Work to complete
Show only those lines of the entries where the string "pixels" is found.

Provided entries

▬▬▬▬▬▬

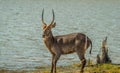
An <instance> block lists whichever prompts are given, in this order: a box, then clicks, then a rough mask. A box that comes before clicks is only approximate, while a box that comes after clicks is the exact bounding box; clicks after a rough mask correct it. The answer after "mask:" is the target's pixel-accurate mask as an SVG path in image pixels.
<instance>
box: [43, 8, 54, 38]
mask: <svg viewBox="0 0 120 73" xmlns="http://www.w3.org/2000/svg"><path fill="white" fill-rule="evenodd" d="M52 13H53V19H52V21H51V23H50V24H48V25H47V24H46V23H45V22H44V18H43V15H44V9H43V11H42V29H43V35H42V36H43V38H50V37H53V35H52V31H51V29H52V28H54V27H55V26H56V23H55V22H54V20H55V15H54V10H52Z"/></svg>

▬▬▬▬▬▬

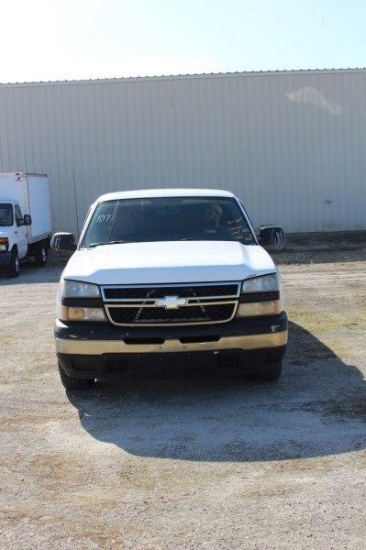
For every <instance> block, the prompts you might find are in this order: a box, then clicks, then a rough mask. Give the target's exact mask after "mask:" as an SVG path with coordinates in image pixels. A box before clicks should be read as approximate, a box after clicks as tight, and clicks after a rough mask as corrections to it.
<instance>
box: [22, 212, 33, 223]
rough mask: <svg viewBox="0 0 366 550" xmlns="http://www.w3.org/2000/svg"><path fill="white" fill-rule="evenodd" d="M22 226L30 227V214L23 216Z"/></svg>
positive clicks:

▬▬▬▬▬▬

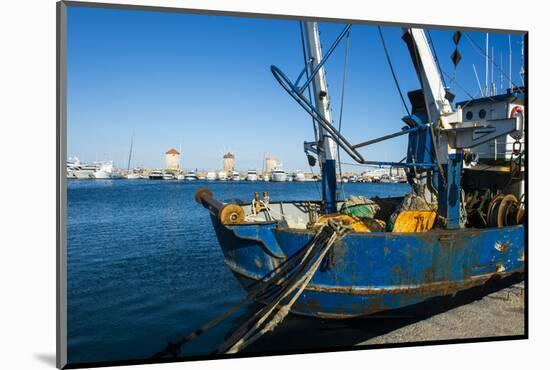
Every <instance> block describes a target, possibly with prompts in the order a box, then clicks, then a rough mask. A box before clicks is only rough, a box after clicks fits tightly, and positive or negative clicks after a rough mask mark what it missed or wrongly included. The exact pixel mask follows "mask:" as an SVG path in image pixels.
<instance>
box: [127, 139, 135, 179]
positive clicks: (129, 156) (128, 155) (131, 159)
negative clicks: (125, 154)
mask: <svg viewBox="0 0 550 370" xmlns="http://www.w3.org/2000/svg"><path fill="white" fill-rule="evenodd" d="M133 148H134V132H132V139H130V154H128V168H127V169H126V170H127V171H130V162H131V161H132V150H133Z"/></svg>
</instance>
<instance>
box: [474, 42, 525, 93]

▬▬▬▬▬▬

Response area
An <instance> block lists whichever prompts are given, in this order: a box, then clicks, then a rough mask. A box that comes before clicks is only approximate, while a box that comes after clicks is the exact bounding box; clicks after a rough mask correct it. The answer after "mask:" is the target's pixel-accurate mask as an SVG path in image pixels.
For every <instance> block, the prompts you might find are in this order: a box, then clicks, then a rough mask. Give the target's exact mask after "mask:" as an SVG path with coordinates in image pixels. A box before clicks should be read as approximate, a box after clicks as tight, and clicks after a rough mask as corrections to it.
Every <instance> block describes a target, possibly with prompts in the order a box, then clicks, then a rough mask. A box before clicks is only rough, a box after clicks fits tightly, and positive or negative clicks after a rough mask mark what it missed or wrongly included. The exact pixel mask follows "mask:" as an SVG path in image pixels.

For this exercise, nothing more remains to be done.